* [EXTRACT]:
# Visa approval timescales



## Nasiy (Apr 2, 2008)

We are a family in the UK hoping to move to Perth. We are going down the Skilled migration route and have had our TRA application approved. Our agent lodged the main visa application in Nov 07 and we've not heard since. 

I'm just wondering if anyone has lodged applications recently and what sort of timescales you have experienced for approval.

Also;
1. Do we have to travel to Oz immediately to validate the visa? 
2. Is it right that we must go and settle there within 5 yrs?

Any help is appreciated.


----------



## Catz (Mar 18, 2008)

Hi Nasiy,

Welcome to the forum.

Are you applying for a permanent visa or a sponsored visa?
Have a look at the sticky "Please read.." as there you'll get a lot of info.

Catz


----------



## Nasiy (Apr 2, 2008)

Hi Catz

Our visa is a permanent one. . . Skilled Independant Subclass 175


----------



## kaz101 (Nov 29, 2007)

Hi Nasiy, 

I thought I had replied to this post yesterday but maybe I didn't hit the send button 



Nasiy said:


> Also;
> 1. Do we have to travel to Oz immediately to validate the visa?


The visa has to be validated within a year of the police check / medical (sorry I can't remember which one and ours were close together).

* [GIVEN ENTRIES]:
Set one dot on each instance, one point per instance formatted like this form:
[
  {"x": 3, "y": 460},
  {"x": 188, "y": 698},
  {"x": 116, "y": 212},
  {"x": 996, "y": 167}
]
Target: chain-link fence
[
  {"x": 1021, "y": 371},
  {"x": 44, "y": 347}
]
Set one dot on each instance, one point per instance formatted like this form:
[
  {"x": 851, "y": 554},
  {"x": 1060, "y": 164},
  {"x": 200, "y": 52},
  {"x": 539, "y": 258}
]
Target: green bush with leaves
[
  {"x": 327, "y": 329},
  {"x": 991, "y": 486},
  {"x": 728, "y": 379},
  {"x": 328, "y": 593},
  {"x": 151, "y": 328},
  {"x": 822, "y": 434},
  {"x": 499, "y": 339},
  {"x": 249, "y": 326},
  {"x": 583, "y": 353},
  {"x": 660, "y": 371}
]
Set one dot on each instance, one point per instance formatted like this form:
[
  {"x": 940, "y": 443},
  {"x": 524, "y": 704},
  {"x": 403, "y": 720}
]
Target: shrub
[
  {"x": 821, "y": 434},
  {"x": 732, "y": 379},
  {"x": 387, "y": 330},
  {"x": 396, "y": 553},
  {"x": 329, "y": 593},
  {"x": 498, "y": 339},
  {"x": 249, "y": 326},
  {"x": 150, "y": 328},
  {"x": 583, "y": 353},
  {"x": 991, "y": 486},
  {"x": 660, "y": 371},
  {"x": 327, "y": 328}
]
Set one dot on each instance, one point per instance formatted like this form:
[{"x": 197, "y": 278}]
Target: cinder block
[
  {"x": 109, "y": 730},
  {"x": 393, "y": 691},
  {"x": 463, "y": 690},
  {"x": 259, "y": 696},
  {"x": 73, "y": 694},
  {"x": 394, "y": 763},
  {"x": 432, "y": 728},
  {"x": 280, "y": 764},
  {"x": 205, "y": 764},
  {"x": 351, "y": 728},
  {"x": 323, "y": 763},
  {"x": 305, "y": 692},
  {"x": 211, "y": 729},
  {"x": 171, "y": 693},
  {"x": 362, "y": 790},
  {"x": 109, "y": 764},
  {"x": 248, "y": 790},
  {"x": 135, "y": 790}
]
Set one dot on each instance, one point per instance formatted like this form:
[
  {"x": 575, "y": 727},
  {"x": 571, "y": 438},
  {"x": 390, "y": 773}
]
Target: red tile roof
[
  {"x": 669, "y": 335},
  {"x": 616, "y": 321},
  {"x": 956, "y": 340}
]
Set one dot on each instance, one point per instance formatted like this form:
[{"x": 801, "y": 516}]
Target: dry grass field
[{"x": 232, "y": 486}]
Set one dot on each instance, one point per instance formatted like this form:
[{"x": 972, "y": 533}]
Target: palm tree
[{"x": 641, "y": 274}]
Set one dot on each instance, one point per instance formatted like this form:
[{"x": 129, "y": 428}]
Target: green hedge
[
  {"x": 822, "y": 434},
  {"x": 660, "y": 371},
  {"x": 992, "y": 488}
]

* [SET OF TASKS]:
1/ In the thread on visa approval timescales, when did Nasiy's agent lodge the main visa application?
2/ Put this sentence from the visa approval thread into Spanish: "We are going down the Skilled migration route and have had our TRA application approved."
3/ Extend the forum thread on visa approval timescales, writing on from its final sentence.

* [ANSWERS BELOW]:
1/ In November 2007.

2/ Vamos por la vía de la migración calificada y nos han aprobado la solicitud de TRA.

3/
Nasiy said:


> 2. Is it right that we must go and settle there within 5 yrs?


Yes you have to settle within 5 years - again from the police check / medical time and not from the visa approval time.

We came over on the skilled independent visa too and it took us about 2 years all together.

Regards,
Karen


----------



## Nasiy (Apr 2, 2008)

Thanks for the response, much appreciated


----------



## Dolly (Feb 17, 2008)

kaz101 said:


> The visa has to be validated within a year of the police check / medical (sorry I can't remember which one and ours were close together).


Or 6 months if you get a category B medical result. The countdown starts ticking when whichever is received back first. So, if you receive your police checks first, that's when you start to countdown.

Dolly


----------



## Nasiy (Apr 2, 2008)

What do the categories on the medicals relate to (I didn't know there were any)?


----------



## Dolly (Feb 17, 2008)

Nasiy said:


> What do the categories on the medicals relate to (I didn't know there were any)?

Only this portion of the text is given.